— Given task —
Without including the pictures, copy out every line below.

Entries from a dataset:

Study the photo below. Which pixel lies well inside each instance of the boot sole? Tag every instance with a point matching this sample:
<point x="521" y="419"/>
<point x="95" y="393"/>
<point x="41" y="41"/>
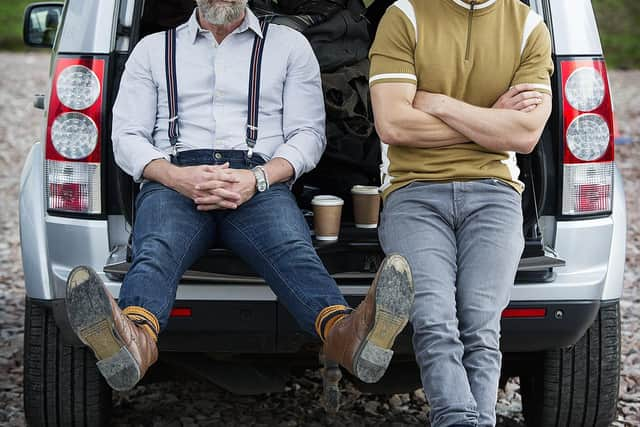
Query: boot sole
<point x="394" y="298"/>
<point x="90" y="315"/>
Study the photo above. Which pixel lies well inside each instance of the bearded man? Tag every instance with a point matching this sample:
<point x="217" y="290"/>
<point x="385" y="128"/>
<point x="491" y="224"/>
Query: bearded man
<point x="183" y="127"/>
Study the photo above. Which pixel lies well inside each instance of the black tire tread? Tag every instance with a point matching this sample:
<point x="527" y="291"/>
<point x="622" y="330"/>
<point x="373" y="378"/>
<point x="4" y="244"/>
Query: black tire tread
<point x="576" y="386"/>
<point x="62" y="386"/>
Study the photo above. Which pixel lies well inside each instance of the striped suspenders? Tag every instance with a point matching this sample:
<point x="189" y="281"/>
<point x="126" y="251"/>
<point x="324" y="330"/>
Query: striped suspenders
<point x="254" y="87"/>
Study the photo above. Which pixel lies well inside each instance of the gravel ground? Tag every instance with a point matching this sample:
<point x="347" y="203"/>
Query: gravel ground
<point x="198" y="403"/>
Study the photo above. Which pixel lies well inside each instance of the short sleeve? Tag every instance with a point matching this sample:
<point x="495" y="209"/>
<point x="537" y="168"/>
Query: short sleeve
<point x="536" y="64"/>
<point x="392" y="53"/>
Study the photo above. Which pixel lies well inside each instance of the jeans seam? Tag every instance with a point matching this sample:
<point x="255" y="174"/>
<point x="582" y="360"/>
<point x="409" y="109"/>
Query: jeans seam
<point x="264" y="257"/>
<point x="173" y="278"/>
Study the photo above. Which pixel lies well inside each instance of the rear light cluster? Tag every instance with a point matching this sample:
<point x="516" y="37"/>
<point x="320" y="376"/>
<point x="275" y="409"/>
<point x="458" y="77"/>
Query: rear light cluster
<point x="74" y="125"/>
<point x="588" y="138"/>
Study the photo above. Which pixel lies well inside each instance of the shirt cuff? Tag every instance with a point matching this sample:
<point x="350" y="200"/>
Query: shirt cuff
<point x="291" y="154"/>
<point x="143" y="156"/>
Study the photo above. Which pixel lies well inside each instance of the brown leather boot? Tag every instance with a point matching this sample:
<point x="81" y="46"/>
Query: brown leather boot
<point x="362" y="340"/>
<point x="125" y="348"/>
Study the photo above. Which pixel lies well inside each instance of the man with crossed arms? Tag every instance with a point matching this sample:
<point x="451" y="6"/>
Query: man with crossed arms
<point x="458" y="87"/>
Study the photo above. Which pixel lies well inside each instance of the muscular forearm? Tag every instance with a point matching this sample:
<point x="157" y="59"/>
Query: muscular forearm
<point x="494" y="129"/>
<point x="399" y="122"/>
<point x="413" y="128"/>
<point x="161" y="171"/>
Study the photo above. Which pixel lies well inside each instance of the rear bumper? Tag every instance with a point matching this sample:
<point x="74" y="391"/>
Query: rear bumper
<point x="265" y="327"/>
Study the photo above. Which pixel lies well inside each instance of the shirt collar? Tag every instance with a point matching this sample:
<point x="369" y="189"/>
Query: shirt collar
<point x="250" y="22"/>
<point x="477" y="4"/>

— Solution below —
Study the photo below. Which pixel lies well inside each instance of the boot sole? Tag every instance with a point matching this sample:
<point x="521" y="419"/>
<point x="95" y="393"/>
<point x="41" y="41"/>
Query: boot sole
<point x="394" y="298"/>
<point x="90" y="315"/>
Study the photo above. Which pixel lies well inside each instance of the bearded man? Tag every instance with a point matching this sample:
<point x="217" y="290"/>
<point x="385" y="128"/>
<point x="491" y="224"/>
Query: bearded man
<point x="183" y="127"/>
Study the photo above. Which pixel lies well inside each instance of the black tire tread? Tag every instance with a point matching this sample:
<point x="527" y="291"/>
<point x="622" y="330"/>
<point x="373" y="378"/>
<point x="4" y="244"/>
Query: black tire tread
<point x="576" y="386"/>
<point x="62" y="386"/>
Study the photo above. Which pixel lies well inside each instance of the striped suspenders? Tag every instance with a point matching this sample:
<point x="189" y="281"/>
<point x="126" y="251"/>
<point x="324" y="330"/>
Query: striped suspenders
<point x="254" y="87"/>
Study the photo above. Which pixel lies well inside each instance of the gravel ground? Tag every instance with a point matching this sample:
<point x="347" y="203"/>
Query: gravel ground
<point x="198" y="403"/>
Study the photo above. Which pixel lies well inside each instance of the short sleeve? Tag every instance with a point matching this sample:
<point x="495" y="209"/>
<point x="537" y="168"/>
Query: short sleeve
<point x="536" y="64"/>
<point x="392" y="53"/>
Study the photo above. Which pixel lies well inside each instance of the jeans seam? Tag every instance with a point matching this sample:
<point x="255" y="174"/>
<point x="582" y="360"/>
<point x="409" y="109"/>
Query: jeans seam
<point x="264" y="257"/>
<point x="173" y="278"/>
Study the photo above. Which pixel lies well inside each instance of the rear light cluster? Tag every instance with a point matching this sample:
<point x="516" y="37"/>
<point x="320" y="376"/>
<point x="275" y="409"/>
<point x="458" y="77"/>
Query: rear light cluster
<point x="74" y="125"/>
<point x="588" y="138"/>
Study the photo above. Which pixel lies well inside each instance of the shirt cuff? Tag every instance with a point matching this sample:
<point x="350" y="200"/>
Query: shirt cuff
<point x="291" y="154"/>
<point x="143" y="156"/>
Study the photo above. Which pixel lies well inside each instance of the brown leather boot? Tag every instance with a point matching this sample:
<point x="81" y="46"/>
Query: brown leather boot
<point x="362" y="340"/>
<point x="125" y="348"/>
Study the photo above. Which pixel lies well inside each instance of the man with crossed arms? Tag every instance with a point matching this sample:
<point x="451" y="6"/>
Query: man with crossed arms
<point x="458" y="87"/>
Study the photo above. Which pixel lies well inside each instance of the muscular forearm? Tag every instance with a point matching this sample:
<point x="157" y="59"/>
Query: muscular forearm
<point x="494" y="129"/>
<point x="399" y="122"/>
<point x="413" y="128"/>
<point x="161" y="171"/>
Study the photo above. Which pixel lies well inside each instance of the rear bumper? Tag every instance with a point matching this sample:
<point x="74" y="391"/>
Query: rear bumper
<point x="265" y="327"/>
Study the photo above. Which pixel lies well inside each instance of the shirt collar? Tag every instance with a point matching this sample:
<point x="369" y="189"/>
Query: shirt collar
<point x="250" y="22"/>
<point x="477" y="4"/>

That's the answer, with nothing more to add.